==== EXTRACT

A Short Life of Trouble: Forty Years in the New York Art World, Marcia Tucker (October 2008, University of California Press, $27.50, 9780520257009). Memoir. "This engrossing memoir brings to vivid life the behind-the-scenes struggles of Marcia Tucker, the first woman to be hired as a curator at the Whitney Museum of American Art and the founder of the New Museum of Contemporary Art in New York City." Edited and with an Afterword by artist Liza Lou. Marcia Tucker, who died in 2006, has also just had a volume of her short stories published through the Acadia Summer Arts Program in Maine, Marcia Tucker: Three Stories.
A Thing Among Things: The Art of Jasper Johns, John Yau
(October 2008, D.A.P./Distributed Art Publishers, $39.95, 9781933045627).
Essay. "This beautifully illustrated and profoundly original volume of
essays by the New York poet and critic John Yau mounts one of the most
eloquent defenses of the art and vision of Jasper Johns ever
written--going well past tired and traditional Formalist readings of
the artist's work to propose a completely new way of reading them: One
that is intensely human." Yau's first book on Johns, The United States of
Jasper Johns (1996, Zoland Books), was generally well-regarded but for me didn't live up to expectations. Perhaps though, Yau was just warming up.

========

### REQUIRED TASK A
According to the book listings, what role was Marcia Tucker the first woman to be hired for at the Whitney Museum of American Art?

==== STORED ROWS

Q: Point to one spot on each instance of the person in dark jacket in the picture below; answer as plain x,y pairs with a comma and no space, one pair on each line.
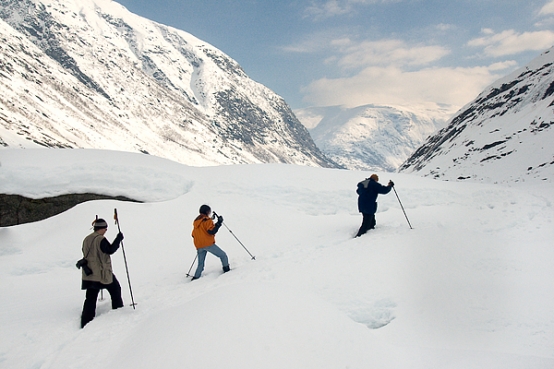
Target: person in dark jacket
367,191
203,235
97,271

========

### REQUIRED TASK B
Express the rows above as a JSON list of strings with one string per line, omitting blank lines and the picture.

### CORRECT RESULT A
Curator

### CORRECT RESULT B
[
  "Q: Point to one spot on each instance of the person in dark jacket in the picture below; answer as plain x,y pairs with a comma and no space, one pair on each line.",
  "Target: person in dark jacket",
  "367,191",
  "203,235",
  "97,271"
]